### Exercise prompt
Please give every line of the entries below as a Markdown table with the columns Row and Line, numbering the rows in order and leaving out blank lines.

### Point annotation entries
------------------------------------------------

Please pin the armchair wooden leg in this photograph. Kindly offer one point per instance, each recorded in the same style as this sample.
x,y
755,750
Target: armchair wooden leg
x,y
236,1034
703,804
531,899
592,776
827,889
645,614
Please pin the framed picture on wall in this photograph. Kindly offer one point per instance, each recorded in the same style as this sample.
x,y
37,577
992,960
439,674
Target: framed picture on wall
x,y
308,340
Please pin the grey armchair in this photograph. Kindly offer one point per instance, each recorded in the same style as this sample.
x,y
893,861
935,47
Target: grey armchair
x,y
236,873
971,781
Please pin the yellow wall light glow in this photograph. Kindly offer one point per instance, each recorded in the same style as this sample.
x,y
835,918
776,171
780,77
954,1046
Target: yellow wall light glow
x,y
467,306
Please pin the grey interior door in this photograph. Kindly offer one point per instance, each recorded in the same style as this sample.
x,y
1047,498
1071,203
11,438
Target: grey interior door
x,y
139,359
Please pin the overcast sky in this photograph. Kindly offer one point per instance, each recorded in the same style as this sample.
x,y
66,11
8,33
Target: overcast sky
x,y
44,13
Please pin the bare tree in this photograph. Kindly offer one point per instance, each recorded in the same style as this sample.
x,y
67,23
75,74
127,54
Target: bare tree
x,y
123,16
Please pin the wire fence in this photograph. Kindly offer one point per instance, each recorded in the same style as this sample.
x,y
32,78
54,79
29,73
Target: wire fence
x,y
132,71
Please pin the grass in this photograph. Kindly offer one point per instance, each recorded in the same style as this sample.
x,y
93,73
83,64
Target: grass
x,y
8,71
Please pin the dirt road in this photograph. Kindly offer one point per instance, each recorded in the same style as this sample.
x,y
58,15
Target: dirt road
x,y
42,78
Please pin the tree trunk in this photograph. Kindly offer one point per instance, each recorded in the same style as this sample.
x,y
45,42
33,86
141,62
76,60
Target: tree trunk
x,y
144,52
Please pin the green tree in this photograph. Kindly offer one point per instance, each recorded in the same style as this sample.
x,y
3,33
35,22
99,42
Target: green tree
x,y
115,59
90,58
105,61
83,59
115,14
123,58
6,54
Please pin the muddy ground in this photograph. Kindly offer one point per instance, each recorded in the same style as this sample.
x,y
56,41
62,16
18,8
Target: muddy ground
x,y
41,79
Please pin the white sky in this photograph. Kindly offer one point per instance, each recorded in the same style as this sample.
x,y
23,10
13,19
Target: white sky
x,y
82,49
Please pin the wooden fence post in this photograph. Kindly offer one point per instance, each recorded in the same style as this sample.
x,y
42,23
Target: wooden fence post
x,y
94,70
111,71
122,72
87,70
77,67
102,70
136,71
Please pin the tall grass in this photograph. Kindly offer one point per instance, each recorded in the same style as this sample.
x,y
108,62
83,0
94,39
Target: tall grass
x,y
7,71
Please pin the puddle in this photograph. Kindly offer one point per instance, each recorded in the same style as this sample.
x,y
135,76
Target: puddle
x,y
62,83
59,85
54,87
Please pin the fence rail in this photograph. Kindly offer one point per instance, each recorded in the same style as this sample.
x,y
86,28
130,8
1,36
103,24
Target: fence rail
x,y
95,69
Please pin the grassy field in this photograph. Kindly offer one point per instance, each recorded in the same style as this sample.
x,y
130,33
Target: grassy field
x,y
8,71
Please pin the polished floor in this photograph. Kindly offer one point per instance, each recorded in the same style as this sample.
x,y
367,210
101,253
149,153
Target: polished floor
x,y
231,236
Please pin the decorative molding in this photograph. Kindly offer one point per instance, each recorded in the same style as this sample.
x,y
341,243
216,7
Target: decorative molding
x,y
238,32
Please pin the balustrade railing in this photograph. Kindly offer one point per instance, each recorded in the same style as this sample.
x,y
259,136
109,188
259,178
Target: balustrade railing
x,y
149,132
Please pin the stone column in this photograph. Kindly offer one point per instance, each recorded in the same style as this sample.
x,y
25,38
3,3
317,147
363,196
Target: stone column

------------------------------------------------

### Expected answer
| Row | Line |
|---|---|
| 1 | Please pin the armchair wooden leg in this photograph. Kindly offer one point per instance, each recorded in the same style as this sample. |
| 2 | x,y |
| 3 | 755,750 |
| 4 | Target: armchair wooden leg |
| 5 | x,y |
| 6 | 236,1034 |
| 7 | 703,804 |
| 8 | 531,899 |
| 9 | 592,776 |
| 10 | 827,889 |
| 11 | 645,614 |
| 12 | Please pin the framed picture on wall in this photograph. Kindly offer one point per instance, each recorded in the same style as this sample. |
| 13 | x,y |
| 14 | 37,577 |
| 15 | 992,960 |
| 16 | 439,674 |
| 17 | Target: framed picture on wall |
| 18 | x,y |
| 19 | 308,340 |
| 20 | Please pin the grey armchair in this photograph. Kindly offer one point per instance, each recorded in the same style as this sample. |
| 21 | x,y |
| 22 | 893,861 |
| 23 | 935,47 |
| 24 | Target: grey armchair |
| 25 | x,y |
| 26 | 236,873 |
| 27 | 971,781 |
| 28 | Please pin the yellow wall light glow in this photograph. Kindly offer one point per instance, each recorded in the same style as this sample. |
| 29 | x,y |
| 30 | 835,918 |
| 31 | 776,171 |
| 32 | 780,77 |
| 33 | 954,1046 |
| 34 | Target: yellow wall light glow |
| 35 | x,y |
| 36 | 467,306 |
| 37 | Please pin the grey interior door in this photograph. Kindly offer one point per instance, each recorded in the same style as this sample. |
| 38 | x,y |
| 39 | 1047,498 |
| 40 | 1071,203 |
| 41 | 11,438 |
| 42 | Target: grey interior door |
| 43 | x,y |
| 44 | 139,359 |
| 45 | Please pin the overcast sky in this photograph. Kindly offer one point per instance, each recorded in the same style as this sample. |
| 46 | x,y |
| 47 | 66,11 |
| 48 | 8,33 |
| 49 | Target: overcast sky |
| 50 | x,y |
| 51 | 44,13 |
| 52 | Please pin the bare tree in this photograph. Kindly offer one point per instance, each recorded in the same style as this sample. |
| 53 | x,y |
| 54 | 67,23 |
| 55 | 75,74 |
| 56 | 127,54 |
| 57 | Target: bare tree |
| 58 | x,y |
| 59 | 123,16 |
| 60 | Please pin the wire fence in this photograph. Kindly offer one point per instance, each recorded in the same style as this sample. |
| 61 | x,y |
| 62 | 32,78 |
| 63 | 54,79 |
| 64 | 29,73 |
| 65 | Target: wire fence |
| 66 | x,y |
| 67 | 132,71 |
| 68 | Please pin the grass in this photograph. Kindly offer one point per instance, each recorded in the same style as this sample. |
| 69 | x,y |
| 70 | 93,73 |
| 71 | 83,64 |
| 72 | Target: grass |
| 73 | x,y |
| 74 | 8,71 |
| 75 | Please pin the dirt road in this photograph. Kindly offer one point per instance, each recorded in the same style as this sample. |
| 76 | x,y |
| 77 | 58,15 |
| 78 | Target: dirt road |
| 79 | x,y |
| 80 | 42,78 |
| 81 | Please pin the tree trunk in this photograph. Kindly offer one point per instance, each recorded in the same style as this sample. |
| 82 | x,y |
| 83 | 45,42 |
| 84 | 33,86 |
| 85 | 141,62 |
| 86 | 76,60 |
| 87 | Target: tree trunk |
| 88 | x,y |
| 89 | 144,52 |
| 90 | Please pin the green tree in this photograph. Kindly offer one point per instance, each recorded in the same style as this sample. |
| 91 | x,y |
| 92 | 3,33 |
| 93 | 35,22 |
| 94 | 99,42 |
| 95 | Target: green tree |
| 96 | x,y |
| 97 | 115,59 |
| 98 | 90,58 |
| 99 | 105,61 |
| 100 | 83,59 |
| 101 | 115,14 |
| 102 | 123,58 |
| 103 | 6,54 |
| 104 | Please pin the muddy ground in this photograph. Kindly offer one point per instance, each recorded in the same style as this sample. |
| 105 | x,y |
| 106 | 56,41 |
| 107 | 62,16 |
| 108 | 18,8 |
| 109 | Target: muddy ground |
| 110 | x,y |
| 111 | 41,79 |
| 112 | Please pin the white sky in this photograph. Kindly offer one point per instance, each recorded in the same style as this sample. |
| 113 | x,y |
| 114 | 23,10 |
| 115 | 13,19 |
| 116 | Target: white sky |
| 117 | x,y |
| 118 | 82,49 |
| 119 | Please pin the wooden fence post in this photograph. Kindly offer one point per instance, each recorded in the same style as this sample. |
| 120 | x,y |
| 121 | 42,23 |
| 122 | Target: wooden fence post |
| 123 | x,y |
| 124 | 94,70 |
| 125 | 111,71 |
| 126 | 122,72 |
| 127 | 87,70 |
| 128 | 77,67 |
| 129 | 102,70 |
| 130 | 136,71 |
| 131 | Please pin the tall grass in this photograph. Kindly offer one point per instance, each recorded in the same style as this sample. |
| 132 | x,y |
| 133 | 108,62 |
| 134 | 83,0 |
| 135 | 94,39 |
| 136 | Target: tall grass |
| 137 | x,y |
| 138 | 7,71 |
| 139 | Please pin the puddle in this photograph. Kindly offer one point per instance, each recorded in the same style as this sample. |
| 140 | x,y |
| 141 | 135,76 |
| 142 | Target: puddle |
| 143 | x,y |
| 144 | 62,83 |
| 145 | 59,85 |
| 146 | 54,87 |
| 147 | Please pin the fence rail in this photograph. Kindly offer one point per instance, each recorded in the same style as this sample. |
| 148 | x,y |
| 149 | 86,28 |
| 150 | 130,8 |
| 151 | 1,36 |
| 152 | 103,24 |
| 153 | Target: fence rail |
| 154 | x,y |
| 155 | 95,69 |
| 156 | Please pin the grassy field in this photograph. Kindly offer one point per instance, each recorded in the same style as this sample. |
| 157 | x,y |
| 158 | 130,33 |
| 159 | Target: grassy field |
| 160 | x,y |
| 161 | 8,71 |
| 162 | Please pin the polished floor in this photograph. Kindly offer one point per instance, each recorded in the same style as this sample. |
| 163 | x,y |
| 164 | 367,210 |
| 165 | 101,253 |
| 166 | 149,153 |
| 167 | Target: polished floor |
| 168 | x,y |
| 169 | 231,236 |
| 170 | Please pin the decorative molding in this photograph. Kindly offer one point per instance, each recorded in the same style as this sample. |
| 171 | x,y |
| 172 | 341,243 |
| 173 | 216,7 |
| 174 | Target: decorative molding |
| 175 | x,y |
| 176 | 238,32 |
| 177 | Please pin the balustrade railing in this photograph. Kindly offer one point per instance, each recorded in the same style as this sample. |
| 178 | x,y |
| 179 | 259,136 |
| 180 | 109,188 |
| 181 | 259,178 |
| 182 | Target: balustrade railing |
| 183 | x,y |
| 184 | 149,132 |
| 185 | Please pin the stone column in this photograph. Kindly offer one point per instance, each recorded in the same style as this sample. |
| 186 | x,y |
| 187 | 25,38 |
| 188 | 3,3 |
| 189 | 317,147 |
| 190 | 363,196 |
| 191 | Target: stone column |